__Trecho fornecido__
· · · · · · ·
Primeira semana de maio, mês em que o comércio deposita suas expectativas nas vendas de Dia das Mães, porém, pelas ruas da Bahia, o clima já é junino. Em Vitória da Conquista, os tradicionais corações que enfeitam as lojas, para seduzir os filhos a presentear suas mães, perderam destaque para as coloridas bandeirolas. Elas cobrem as ruas do centro da cidade, mostrando que, a cada ano que passa, a festa de São João é antecipada e se estabiliza no calendário como um triunfo do empreendedorismo e um importante gerador de emprego e renda, no interior da Bahia.

O professor e mestre em Ensino de História, pela Universidade Estadual do Sudoeste da Bahia (Uesb), especializado em História Social, Cultural e Política, Osmundo Macário Neto, dá detalhes sobre o surgimento dessa celebração no Brasil. “As festas juninas têm suas origens na Europa, estavam ligadas ao solstício do verão, e tem na fogueira um dos elementos mais antigos. Com o avanço do cristianismo no Império Romano na Antiguidade e no decorrer da Idade média, as festas de origem pagãs foram cristianizadas, recebendo novos elementos.”, conta Osmundo. Ele relembra que a vigília do nascimento de São João é uma das cerimônias religiosas mais antigas da Igreja, e que no Brasil herdamos a festa dos colonizadores portugueses.

A festividade também movimenta um importante setor da economia, o de casamentos: “Em nosso país a festa ganhou as casas dos brasileiros que desde o império festeja com fogos de artifício e muitas simpatias. Durante a colônia, São João era invocado para abençoar os casamentos, sendo comuns os noivos escolherem as festas de junho para celebrarem suas núpcias”, enfatiza o professor. Ainda, é importante lembrar que outros dois grandes santos são celebrados no decorrer do mês de junho, fazendo desse período uma festança, do início ao fim. São eles Santo Antônio de Lisboa, que no Brasil ganhou fama de santo casamenteiro, celebrado dia 13 de junho, e São Pedro, patrono das viúvas e pescadores, no dia 29 de junho.

No Nordeste brasileiro, a festa também é de aromas e sabores. A culinária nordestina movimenta milhões, durante o mês de junho, e é uma das maiores lembranças dessa época. Os derivados de milho, mandioca e amendoim geram um ciclo de positividade na economia, desde o campo, onde são plantados, até as barracas de comida típica onde são degustados.
· · · · · · ·
__Trechos das linhas__

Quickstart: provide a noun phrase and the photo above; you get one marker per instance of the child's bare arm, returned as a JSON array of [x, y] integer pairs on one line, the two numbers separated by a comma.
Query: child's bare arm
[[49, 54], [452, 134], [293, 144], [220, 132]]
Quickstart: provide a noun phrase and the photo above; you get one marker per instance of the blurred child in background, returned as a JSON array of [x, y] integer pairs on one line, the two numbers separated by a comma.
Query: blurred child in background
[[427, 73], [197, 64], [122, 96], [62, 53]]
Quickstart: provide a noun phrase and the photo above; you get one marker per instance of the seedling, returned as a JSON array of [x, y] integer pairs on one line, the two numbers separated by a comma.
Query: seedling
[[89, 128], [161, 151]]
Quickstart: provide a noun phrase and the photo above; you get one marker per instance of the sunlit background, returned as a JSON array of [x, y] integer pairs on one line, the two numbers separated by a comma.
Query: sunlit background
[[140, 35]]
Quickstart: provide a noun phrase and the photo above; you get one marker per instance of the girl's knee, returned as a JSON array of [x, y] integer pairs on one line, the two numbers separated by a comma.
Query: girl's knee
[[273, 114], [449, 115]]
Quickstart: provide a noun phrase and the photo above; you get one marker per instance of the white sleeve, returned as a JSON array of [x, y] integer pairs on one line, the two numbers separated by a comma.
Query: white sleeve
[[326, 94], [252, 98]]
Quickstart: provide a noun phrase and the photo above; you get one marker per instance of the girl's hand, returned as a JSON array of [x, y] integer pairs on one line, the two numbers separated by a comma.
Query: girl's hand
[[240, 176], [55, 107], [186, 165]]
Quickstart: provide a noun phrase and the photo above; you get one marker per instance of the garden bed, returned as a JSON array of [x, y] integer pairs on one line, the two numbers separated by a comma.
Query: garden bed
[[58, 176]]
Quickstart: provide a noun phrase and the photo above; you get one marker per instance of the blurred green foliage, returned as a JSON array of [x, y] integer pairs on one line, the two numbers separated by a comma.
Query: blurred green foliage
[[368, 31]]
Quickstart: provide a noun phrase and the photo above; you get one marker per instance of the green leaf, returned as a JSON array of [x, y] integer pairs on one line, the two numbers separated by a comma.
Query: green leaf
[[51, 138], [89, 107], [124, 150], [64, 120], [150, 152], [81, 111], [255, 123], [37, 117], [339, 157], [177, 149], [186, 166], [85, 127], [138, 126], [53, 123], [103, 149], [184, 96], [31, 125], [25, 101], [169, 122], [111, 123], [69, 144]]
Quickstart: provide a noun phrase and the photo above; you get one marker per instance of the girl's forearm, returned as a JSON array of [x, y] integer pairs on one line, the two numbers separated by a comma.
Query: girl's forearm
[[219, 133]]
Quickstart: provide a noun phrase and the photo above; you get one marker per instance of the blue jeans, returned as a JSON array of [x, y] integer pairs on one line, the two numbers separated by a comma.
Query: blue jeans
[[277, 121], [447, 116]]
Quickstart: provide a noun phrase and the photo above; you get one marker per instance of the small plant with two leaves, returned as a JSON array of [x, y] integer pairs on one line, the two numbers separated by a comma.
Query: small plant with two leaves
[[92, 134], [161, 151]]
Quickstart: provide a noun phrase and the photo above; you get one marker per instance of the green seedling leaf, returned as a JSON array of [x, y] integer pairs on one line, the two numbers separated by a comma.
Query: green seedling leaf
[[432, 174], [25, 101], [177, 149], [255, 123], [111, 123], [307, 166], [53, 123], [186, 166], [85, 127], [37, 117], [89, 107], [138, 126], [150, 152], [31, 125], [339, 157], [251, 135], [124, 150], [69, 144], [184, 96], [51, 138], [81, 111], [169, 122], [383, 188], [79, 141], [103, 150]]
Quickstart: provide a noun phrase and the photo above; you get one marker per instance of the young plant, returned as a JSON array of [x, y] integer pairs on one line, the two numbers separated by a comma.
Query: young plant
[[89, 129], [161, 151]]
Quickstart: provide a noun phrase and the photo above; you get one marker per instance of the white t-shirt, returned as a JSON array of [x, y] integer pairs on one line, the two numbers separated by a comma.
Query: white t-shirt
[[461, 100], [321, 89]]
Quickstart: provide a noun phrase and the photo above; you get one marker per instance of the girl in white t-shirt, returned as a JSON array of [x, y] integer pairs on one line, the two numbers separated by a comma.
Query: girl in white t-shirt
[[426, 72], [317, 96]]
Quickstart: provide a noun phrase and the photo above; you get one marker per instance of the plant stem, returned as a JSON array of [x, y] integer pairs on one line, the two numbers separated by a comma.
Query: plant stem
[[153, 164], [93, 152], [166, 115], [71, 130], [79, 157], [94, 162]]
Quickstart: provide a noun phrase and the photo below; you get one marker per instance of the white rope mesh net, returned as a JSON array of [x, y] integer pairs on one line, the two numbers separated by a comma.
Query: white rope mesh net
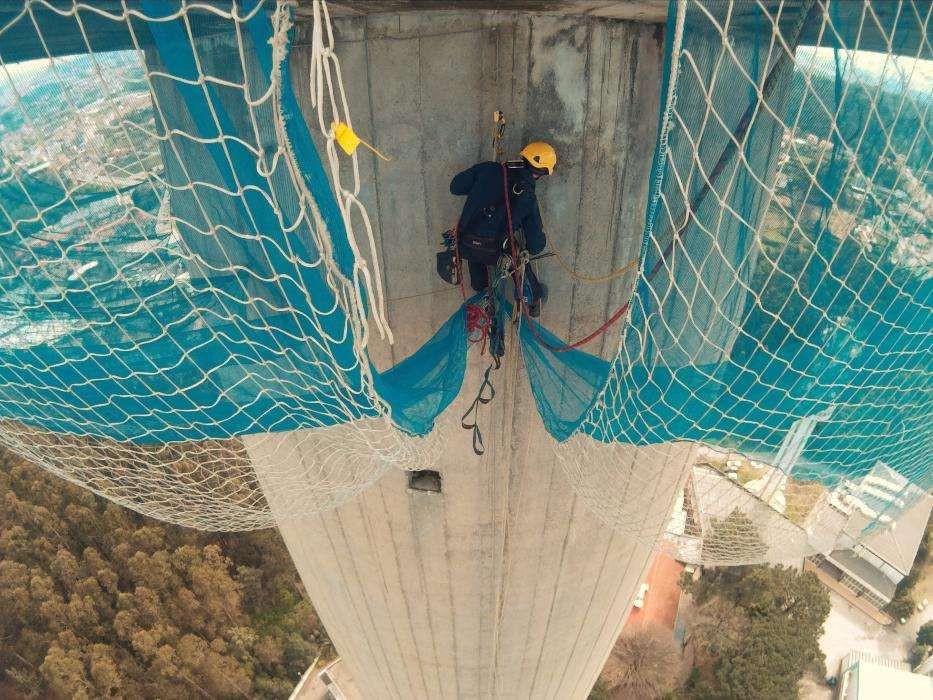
[[110, 175], [815, 235], [87, 143]]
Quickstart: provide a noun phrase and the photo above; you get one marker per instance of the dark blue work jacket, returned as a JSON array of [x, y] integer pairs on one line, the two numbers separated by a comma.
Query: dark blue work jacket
[[483, 213]]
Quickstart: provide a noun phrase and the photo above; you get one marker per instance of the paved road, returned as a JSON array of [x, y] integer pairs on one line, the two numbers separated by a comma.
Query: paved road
[[849, 629]]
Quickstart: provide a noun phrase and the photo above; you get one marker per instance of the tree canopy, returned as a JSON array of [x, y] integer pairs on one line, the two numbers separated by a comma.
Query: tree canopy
[[97, 601], [756, 631]]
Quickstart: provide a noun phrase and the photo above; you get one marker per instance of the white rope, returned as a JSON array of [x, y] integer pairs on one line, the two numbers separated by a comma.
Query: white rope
[[221, 484], [698, 301], [325, 67]]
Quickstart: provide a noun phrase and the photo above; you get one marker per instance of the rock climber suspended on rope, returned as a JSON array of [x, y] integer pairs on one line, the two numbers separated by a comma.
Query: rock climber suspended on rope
[[482, 236]]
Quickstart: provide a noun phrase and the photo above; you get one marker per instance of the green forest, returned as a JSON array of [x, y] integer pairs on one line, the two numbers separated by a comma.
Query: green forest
[[97, 601]]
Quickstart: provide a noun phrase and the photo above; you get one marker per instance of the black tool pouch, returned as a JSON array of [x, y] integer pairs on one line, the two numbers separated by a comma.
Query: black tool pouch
[[480, 249], [447, 268]]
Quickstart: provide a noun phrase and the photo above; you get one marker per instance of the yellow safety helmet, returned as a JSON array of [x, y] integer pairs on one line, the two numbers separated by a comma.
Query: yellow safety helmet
[[540, 155]]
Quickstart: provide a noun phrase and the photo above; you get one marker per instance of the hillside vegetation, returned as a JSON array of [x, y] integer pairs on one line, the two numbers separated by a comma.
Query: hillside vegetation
[[97, 601]]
· · · · · · ·
__A fazer__
1. Responda sim ou não para cada afirmação abaixo, conforme o texto sobre as festas juninas na Bahia, e cite as palavras do texto que decidem cada uma: (a) Em Vitória da Conquista, as bandeirolas cobrem as ruas do centro da cidade. (b) Santo Antônio é celebrado no dia 29 de junho. (c) Segundo o professor, o Brasil herdou a festa dos colonizadores espanhóis.
2. Escreva a continuação do texto sobre as festas juninas na Bahia, começando logo depois da última frase.

__Resultados por tarefa__
1.
(a) Sim: "Elas cobrem as ruas do centro da cidade".
(b) Não: "Santo Antônio de Lisboa, que no Brasil ganhou fama de santo casamenteiro, celebrado dia 13 de junho".
(c) Não: "no Brasil herdamos a festa dos colonizadores portugueses".

2.
Alzira Ribeiro, de 74 anos, que tem um box na Central de Abastecimento de Vitória da Conquista (Ceasa), garante que as vendas aumentam em junho: “O pessoal faz hora extra, trabalha a mais, aí dá para cobrir a vendagem”. Na Ceasa, ela é conhecida como Zinha dos Biscoitos e vende uma tradicional iguaria conquistense, o biscoito avoador, derivado do polvilho de mandioca, além de uma rica variedades de outros biscoitos. “Tem que ter um biscoitinho para tomar café, né?! No São João a maior vendagem é a do chimango. Chimango e avoador”, revela a feirante.

Dona Zinha dos Biscoitos, em sua barraca na CEASA de Vitória da Conquista. Foto: Murilo Trindade

Para mim é a festa mais importante do Brasil”, relata o Secretário de Cultura de Vitória da Conquista, Xangai, que também é músico e artista reconhecido nacionalmente, um “cantador”, como ele se define. Em 2024, projeta-se que o São João de Vitória da Conquista, o Arraiá da Conquista, que acontece de 18 a 22 de junho, seja ainda maior que o do ano anterior, 2023, com atrações de prestígio nacional como a consagrada cantora Elba Ramalho, o jovem talento Nadson Ferinha, Amado Batista, Frank Aguiar e ainda mais de 40 artistas do próprio município.

O dinheiro desembolsado para bancar a tradição junina na cidade é investimento, afirma Xangai: “Em Vitória da Conquista ela movimenta o comércio em geral. Porque, vamos dizer assim, toda casa tem uma fartura de comida no São João, desde a mais humilde à mais suntuosa. Então, onde é que compra?”. O Secretário esclarece que a festa “movimenta o comércio da carne, da farinha, do biscoito, os ingredientes e tudo mais. As roupas, que as pessoas se paramentam, camisas e calças, botas para se fazer de integrante na festa. O comércio se locupleta por conta desse todo. É empreendedorismo também. Ela fortalece a parte comercial. Muito, muito, muito”.

Xangai Cantador, Secretário de Cultura de Vitória da Conquista. Foto: Murilo Trindade

 Além da música, que movimenta a economia, por todo o Nordeste, durante o mês de junho, com atrações regionais e nacionais se apresentando nos palcos, a dança é outra forte característica da festa de São João. As tradicionais quadrilhas juninas, misturam um contagiante bailado ao ritmo do forró, xaxado, xote e baião. Com dezenas de componentes e meses de preparação, elas criam um ciclo produtivo que beneficia diversos setores da economia, especialmente os micros e pequenos empreendedores.

Elisangela Alves, marcadora e uma das diretoras da quadrilha junina Buscapé, da cidade de Caculé, conta que depois que a quadrilha passou de caipira para estilizada, com passos e figurinos mais elaborados, o tempo de preparação aumentou. “São seis intensos meses, que inicia com a escolha e estudo aprofundado do tema, até chegar aos treinos finais, às vésperas da apresentação”, como ela revelou.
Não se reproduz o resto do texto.